* TEXTABSCHNITT *
Als Deutscher in Polen: Ein Erfahrungsbericht

Für regelmäßig Reisende der Deutschen Bahn gehört zum guten Allgemeinwissen, dass die Frage der Pünktlichkeit ein Glücksspiel ist. Solange man kein unerschütterliches Vertrauen in Gott und Claus Weselsky hat, muss man bis zur letzten Minute damit rechnen, dass eine rauschverzerrte Stimme einen über Unpässlichkeiten in der Zugverbindung informiert. Bestenfalls müssen Sie nur fünf Minuten warten, wahrscheinlicher ist schon eine halbe Stunde, als Super-GAU wird einem der ersatzlose Totalausfall angekündigt. Stellen Sie sich also mein Erstaunen vor, als mein Zug auf die Minute genau im Hauptbahnhof eintrifft. Als ich mich schließlich bei der Suche nach meinem zugeteilten Platz in einem leeren Abteil wiederfinde, kann ich mein Glück kaum fassen. Intuitiv spiele ich mit dem Gedanken, einen Lottoschein auszufüllen.

* ÜBUNGSAUFGABEN *
**A.** Beantworte die folgenden Fragen zum Textabschnitt:
(i) Wie lange muss man laut Textabschnitt bestenfalls warten?
(ii) Was wird einem als Super-GAU angekündigt?
(iii) Mit welchem Gedanken wird am Schluss intuitiv gespielt?
**B.** Gib alles im Textabschnitt von "Für regelmäßig Reisende" bis hinunter zu "einen Lottoschein auszufüllen." wortgetreu wieder.

* ANGEZEIGTE DATENSÄTZE *

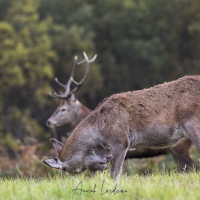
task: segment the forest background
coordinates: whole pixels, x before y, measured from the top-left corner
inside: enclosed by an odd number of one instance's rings
[[[61,90],[54,78],[66,83],[83,51],[98,55],[76,93],[90,109],[200,74],[199,0],[0,0],[0,10],[1,173],[40,173],[52,137],[45,122],[59,102],[48,93]]]

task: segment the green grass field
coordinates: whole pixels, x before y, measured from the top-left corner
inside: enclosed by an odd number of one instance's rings
[[[85,174],[49,175],[46,178],[1,178],[0,199],[200,199],[200,173],[153,172],[123,175],[114,181],[107,171],[90,178]]]

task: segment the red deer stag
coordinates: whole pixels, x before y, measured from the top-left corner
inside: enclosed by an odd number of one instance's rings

* LÖSUNGEN ZUR ÜBUNG *
**A.**
(i) Nur fünf Minuten.
(ii) Der ersatzlose Totalausfall.
(iii) Mit dem Gedanken, einen Lottoschein auszufüllen.

**B.**
Für regelmäßig Reisende der Deutschen Bahn gehört zum guten Allgemeinwissen, dass die Frage der Pünktlichkeit ein Glücksspiel ist. Solange man kein unerschütterliches Vertrauen in Gott und Claus Weselsky hat, muss man bis zur letzten Minute damit rechnen, dass eine rauschverzerrte Stimme einen über Unpässlichkeiten in der Zugverbindung informiert. Bestenfalls müssen Sie nur fünf Minuten warten, wahrscheinlicher ist schon eine halbe Stunde, als Super-GAU wird einem der ersatzlose Totalausfall angekündigt. Stellen Sie sich also mein Erstaunen vor, als mein Zug auf die Minute genau im Hauptbahnhof eintrifft. Als ich mich schließlich bei der Suche nach meinem zugeteilten Platz in einem leeren Abteil wiederfinde, kann ich mein Glück kaum fassen. Intuitiv spiele ich mit dem Gedanken, einen Lottoschein auszufüllen.